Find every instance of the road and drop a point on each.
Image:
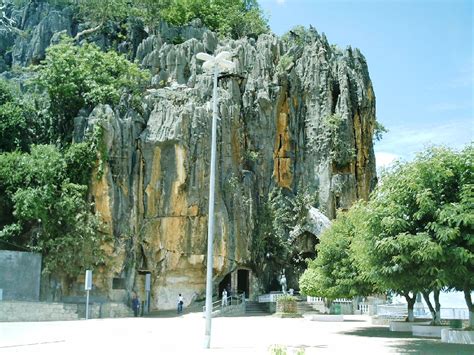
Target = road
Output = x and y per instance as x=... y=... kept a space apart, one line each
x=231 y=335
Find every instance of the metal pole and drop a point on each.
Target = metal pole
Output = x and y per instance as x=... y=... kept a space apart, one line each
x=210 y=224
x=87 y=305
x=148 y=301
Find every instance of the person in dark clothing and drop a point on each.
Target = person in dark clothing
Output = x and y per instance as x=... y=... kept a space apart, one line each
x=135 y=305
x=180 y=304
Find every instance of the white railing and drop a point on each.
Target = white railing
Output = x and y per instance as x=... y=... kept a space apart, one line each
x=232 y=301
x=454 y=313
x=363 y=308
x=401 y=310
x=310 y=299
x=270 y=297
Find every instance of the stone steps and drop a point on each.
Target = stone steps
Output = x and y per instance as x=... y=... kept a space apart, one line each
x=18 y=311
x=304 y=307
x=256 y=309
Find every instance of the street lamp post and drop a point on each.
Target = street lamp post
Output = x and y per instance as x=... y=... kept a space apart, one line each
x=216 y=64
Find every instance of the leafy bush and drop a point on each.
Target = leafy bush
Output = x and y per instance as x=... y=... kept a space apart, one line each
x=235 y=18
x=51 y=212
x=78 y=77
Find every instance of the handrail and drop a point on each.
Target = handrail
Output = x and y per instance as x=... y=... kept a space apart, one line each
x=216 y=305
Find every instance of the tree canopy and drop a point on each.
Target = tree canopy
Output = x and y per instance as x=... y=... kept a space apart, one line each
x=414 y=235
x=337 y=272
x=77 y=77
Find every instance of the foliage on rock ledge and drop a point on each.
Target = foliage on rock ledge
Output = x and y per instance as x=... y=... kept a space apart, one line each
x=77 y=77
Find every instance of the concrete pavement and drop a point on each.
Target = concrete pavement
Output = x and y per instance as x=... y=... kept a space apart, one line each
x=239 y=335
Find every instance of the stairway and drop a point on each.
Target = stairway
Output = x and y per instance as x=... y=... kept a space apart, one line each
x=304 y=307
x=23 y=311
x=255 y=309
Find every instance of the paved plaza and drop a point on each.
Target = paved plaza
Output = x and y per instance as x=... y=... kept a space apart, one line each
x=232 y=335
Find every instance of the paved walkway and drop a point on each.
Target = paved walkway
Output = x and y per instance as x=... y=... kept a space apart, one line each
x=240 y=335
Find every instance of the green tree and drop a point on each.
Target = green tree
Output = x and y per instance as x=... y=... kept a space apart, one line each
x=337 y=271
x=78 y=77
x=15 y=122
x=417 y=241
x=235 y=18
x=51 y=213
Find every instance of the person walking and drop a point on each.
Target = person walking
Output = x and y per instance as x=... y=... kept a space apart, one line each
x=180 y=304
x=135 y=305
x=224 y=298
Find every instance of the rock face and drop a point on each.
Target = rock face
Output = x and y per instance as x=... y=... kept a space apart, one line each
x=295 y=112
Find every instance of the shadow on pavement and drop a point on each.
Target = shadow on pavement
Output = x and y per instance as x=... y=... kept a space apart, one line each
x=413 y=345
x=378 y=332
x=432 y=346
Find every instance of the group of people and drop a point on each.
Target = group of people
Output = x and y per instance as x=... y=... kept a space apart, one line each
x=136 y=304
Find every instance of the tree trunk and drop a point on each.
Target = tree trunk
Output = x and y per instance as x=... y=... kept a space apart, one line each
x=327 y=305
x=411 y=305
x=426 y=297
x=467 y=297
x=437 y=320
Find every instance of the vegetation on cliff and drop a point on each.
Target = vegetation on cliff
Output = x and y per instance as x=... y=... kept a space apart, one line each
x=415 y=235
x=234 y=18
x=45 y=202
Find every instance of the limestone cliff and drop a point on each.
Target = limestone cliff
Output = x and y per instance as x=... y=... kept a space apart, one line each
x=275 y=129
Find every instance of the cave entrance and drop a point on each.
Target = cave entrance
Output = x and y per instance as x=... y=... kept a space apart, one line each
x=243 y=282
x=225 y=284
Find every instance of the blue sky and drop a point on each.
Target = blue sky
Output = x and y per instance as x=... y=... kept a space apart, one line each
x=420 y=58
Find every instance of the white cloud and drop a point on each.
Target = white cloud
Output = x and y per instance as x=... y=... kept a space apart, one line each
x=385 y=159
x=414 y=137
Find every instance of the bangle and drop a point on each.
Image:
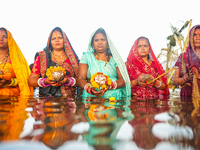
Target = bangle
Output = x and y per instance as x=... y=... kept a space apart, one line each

━━━━━━━━━━━━━━━━

* **AIM OF THE TASK**: Copy the lines from the line with "Find every instance of the foliage" to the line with "x=232 y=335", both included, and reproduce them without any change.

* **FINISHED TASK**:
Find every instance of the foliage on rock ledge and drop a point on each.
Target = foliage on rock ledge
Output = x and y per instance as x=... y=... kept a space apart, one line each
x=77 y=77
Find every instance of the concrete pavement and drop a point on each.
Target = concrete pavement
Output = x and y per instance as x=... y=... kept a space apart, one line each
x=239 y=335
Find every instance of the stairway and drop a point on each.
Target = stairway
Output = x and y per instance as x=... y=... kept a space apart, one line each
x=304 y=307
x=23 y=311
x=255 y=309
Find every instance of the paved plaza and drop a point on each.
Target = paved plaza
Output = x and y per instance as x=... y=... kept a space apart, one line each
x=232 y=335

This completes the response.